▶ _EXERCISE MATERIALS_
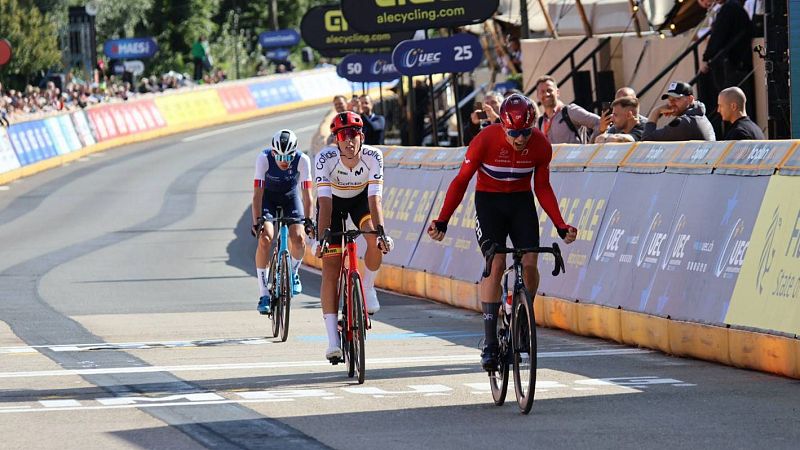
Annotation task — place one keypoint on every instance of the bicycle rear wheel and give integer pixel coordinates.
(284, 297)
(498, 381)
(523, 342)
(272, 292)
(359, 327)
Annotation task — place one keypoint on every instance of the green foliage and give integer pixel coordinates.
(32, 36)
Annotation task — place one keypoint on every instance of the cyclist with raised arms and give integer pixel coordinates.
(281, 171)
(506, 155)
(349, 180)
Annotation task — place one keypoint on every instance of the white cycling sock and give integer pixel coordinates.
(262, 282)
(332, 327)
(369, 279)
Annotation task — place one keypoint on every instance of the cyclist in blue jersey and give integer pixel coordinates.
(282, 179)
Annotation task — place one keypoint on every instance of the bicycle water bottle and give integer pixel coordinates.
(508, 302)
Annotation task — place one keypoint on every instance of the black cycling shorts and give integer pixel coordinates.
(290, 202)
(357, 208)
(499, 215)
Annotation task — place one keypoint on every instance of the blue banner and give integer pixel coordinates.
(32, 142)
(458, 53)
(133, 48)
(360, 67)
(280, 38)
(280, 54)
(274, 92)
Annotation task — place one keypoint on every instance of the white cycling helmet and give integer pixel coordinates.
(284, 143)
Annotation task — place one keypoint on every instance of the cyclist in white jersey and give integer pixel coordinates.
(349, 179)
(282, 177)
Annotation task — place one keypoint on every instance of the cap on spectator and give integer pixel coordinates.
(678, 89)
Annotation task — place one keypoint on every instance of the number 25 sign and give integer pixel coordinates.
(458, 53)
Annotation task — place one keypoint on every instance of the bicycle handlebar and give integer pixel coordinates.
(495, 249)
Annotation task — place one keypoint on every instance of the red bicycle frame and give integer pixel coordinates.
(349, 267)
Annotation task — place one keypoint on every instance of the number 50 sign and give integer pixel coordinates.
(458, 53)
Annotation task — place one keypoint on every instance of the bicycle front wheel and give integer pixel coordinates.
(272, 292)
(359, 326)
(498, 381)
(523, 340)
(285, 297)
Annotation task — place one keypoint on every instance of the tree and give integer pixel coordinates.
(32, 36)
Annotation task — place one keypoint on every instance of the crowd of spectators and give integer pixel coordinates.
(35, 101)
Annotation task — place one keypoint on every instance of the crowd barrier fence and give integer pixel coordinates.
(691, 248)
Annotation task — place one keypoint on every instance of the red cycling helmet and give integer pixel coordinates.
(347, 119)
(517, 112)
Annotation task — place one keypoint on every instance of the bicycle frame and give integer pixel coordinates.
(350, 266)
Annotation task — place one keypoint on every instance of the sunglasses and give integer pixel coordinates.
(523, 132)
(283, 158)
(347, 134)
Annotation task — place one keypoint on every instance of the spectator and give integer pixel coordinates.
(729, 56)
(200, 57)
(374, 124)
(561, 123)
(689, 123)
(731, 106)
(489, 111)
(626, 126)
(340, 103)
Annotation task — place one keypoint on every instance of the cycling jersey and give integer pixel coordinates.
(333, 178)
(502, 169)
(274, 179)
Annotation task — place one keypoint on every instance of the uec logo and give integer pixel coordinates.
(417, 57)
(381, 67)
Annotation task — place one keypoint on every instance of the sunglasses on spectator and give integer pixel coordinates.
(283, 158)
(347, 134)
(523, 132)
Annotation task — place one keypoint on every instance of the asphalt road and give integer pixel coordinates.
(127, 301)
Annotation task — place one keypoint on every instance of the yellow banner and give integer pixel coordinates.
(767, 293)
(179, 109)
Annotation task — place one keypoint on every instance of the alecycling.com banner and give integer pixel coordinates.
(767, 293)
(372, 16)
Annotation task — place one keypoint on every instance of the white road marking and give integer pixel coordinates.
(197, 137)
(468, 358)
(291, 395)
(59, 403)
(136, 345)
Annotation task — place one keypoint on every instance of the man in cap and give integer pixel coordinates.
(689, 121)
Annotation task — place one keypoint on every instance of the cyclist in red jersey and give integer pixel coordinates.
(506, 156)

▶ _WORK REQUIRED_
Starting at the line with "yellow banner and give integer pixel coordinates.", copy every line up to and including the last one in the entries above.

▶ _EXERCISE RESULT_
Annotation task — place one keypoint on every instance of the yellow banner and give integer pixel coordinates.
(767, 293)
(179, 109)
Annotation task — place one keypoint on every instance of the alecycling.com banner and give integer pixel coordinates.
(767, 293)
(372, 16)
Annotation task — place one keypoint on every instance of the white road marking and give integer pixel coordinates.
(197, 137)
(468, 358)
(291, 395)
(59, 403)
(136, 345)
Annotation task — place one keypoint on every instance of the man in cap and give integer pixel coordinates.
(689, 121)
Annotation task — place one keypoint on every instance of the cyclist in red jersey and give integer pixel coordinates.
(506, 156)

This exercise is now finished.